> WORK TO DO: Reproduce the passage of the paper summary from "This paper analyzes" to "classes and parameters.", word for word.

# Connected Subgraph Defense Games

**Authors:** Eleni C. Akrida, Argyrios Deligkas, Themistoklis Melissourgos, Paul G., Spirakis

arXiv: 1906.02774 · 2019-06-10

## TL;DR

This paper analyzes a network security game involving a defender and multiple attackers, characterizing Nash equilibria, defense-optimal networks, and providing algorithms for equilibrium computation and defense optimization.

## Contribution

It introduces a comprehensive analysis of Nash equilibria and defense-optimal networks in connected subgraph defense games, including algorithms and complexity results.

## Key findings

- Nash equilibria are characterized and are independent of attacker coordination.
- Polynomial-time algorithms are provided for certain network classes and parameters.
- NP-hardness results are established for non-defense-optimal trees, with approximation algorithms offered.

> DATA BLOCK:
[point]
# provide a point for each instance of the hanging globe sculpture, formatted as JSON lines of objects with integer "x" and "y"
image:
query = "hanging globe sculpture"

> SOLUTION TO THIS EXERCISE:
This paper analyzes a network security game involving a defender and multiple attackers, characterizing Nash equilibria, defense-optimal networks, and providing algorithms for equilibrium computation and defense optimization.

## Contribution

It introduces a comprehensive analysis of Nash equilibria and defense-optimal networks in connected subgraph defense games, including algorithms and complexity results.

## Key findings

- Nash equilibria are characterized and are independent of attacker coordination.
- Polynomial-time algorithms are provided for certain network classes and parameters.